━━━━━ Exercise data

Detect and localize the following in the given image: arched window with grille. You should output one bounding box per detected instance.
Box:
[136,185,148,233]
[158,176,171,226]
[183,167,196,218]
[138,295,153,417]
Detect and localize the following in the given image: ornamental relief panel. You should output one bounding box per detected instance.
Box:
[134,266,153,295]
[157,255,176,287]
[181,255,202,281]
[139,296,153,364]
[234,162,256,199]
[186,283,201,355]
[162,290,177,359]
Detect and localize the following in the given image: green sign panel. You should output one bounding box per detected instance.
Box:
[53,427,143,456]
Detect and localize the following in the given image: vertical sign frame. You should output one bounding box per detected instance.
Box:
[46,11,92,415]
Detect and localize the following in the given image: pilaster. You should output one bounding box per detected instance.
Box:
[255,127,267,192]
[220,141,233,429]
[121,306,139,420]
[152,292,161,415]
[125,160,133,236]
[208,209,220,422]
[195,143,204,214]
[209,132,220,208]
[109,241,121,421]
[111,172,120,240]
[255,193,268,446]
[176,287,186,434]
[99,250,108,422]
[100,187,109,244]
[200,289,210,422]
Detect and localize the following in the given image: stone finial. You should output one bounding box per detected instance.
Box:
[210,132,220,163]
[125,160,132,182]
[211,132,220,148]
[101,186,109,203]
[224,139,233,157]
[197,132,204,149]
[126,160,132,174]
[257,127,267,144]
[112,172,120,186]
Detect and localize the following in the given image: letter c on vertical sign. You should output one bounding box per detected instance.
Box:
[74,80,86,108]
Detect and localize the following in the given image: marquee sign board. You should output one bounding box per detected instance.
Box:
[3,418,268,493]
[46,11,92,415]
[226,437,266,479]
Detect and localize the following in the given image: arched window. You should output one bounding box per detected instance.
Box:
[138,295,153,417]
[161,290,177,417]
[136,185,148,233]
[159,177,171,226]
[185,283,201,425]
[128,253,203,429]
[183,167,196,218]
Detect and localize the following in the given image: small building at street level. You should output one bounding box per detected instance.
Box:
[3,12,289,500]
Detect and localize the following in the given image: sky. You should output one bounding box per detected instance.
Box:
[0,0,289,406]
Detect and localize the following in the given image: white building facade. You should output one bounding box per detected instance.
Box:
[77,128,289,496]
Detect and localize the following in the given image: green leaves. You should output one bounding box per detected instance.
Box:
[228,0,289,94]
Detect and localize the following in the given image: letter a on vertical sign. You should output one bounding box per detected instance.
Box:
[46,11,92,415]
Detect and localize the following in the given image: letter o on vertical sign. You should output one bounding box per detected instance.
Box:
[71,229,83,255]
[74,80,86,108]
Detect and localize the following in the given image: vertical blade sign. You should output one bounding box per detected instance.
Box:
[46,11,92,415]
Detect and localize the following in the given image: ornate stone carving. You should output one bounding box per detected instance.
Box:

━━━━━━━━━━

To do
Copy the records, word for word, from the line with "Detect and localize the following in the given image: letter a" through the last line.

Output
Detect and localize the following in the given image: letter a on vertical sign. You should output one bounding box per detected instance.
Box:
[46,11,92,415]
Detect and localize the following in the given image: letter o on vertical sign. You should output one bounding box per detected instance.
Box:
[71,229,83,255]
[74,80,86,108]
Detect and localize the following in the given image: vertical blade sign. You should output one bounding box per detected instance.
Box:
[46,11,92,415]
Detect and localize the following in the given image: ornate stone carving. You should output one bounding box per detected instance.
Box:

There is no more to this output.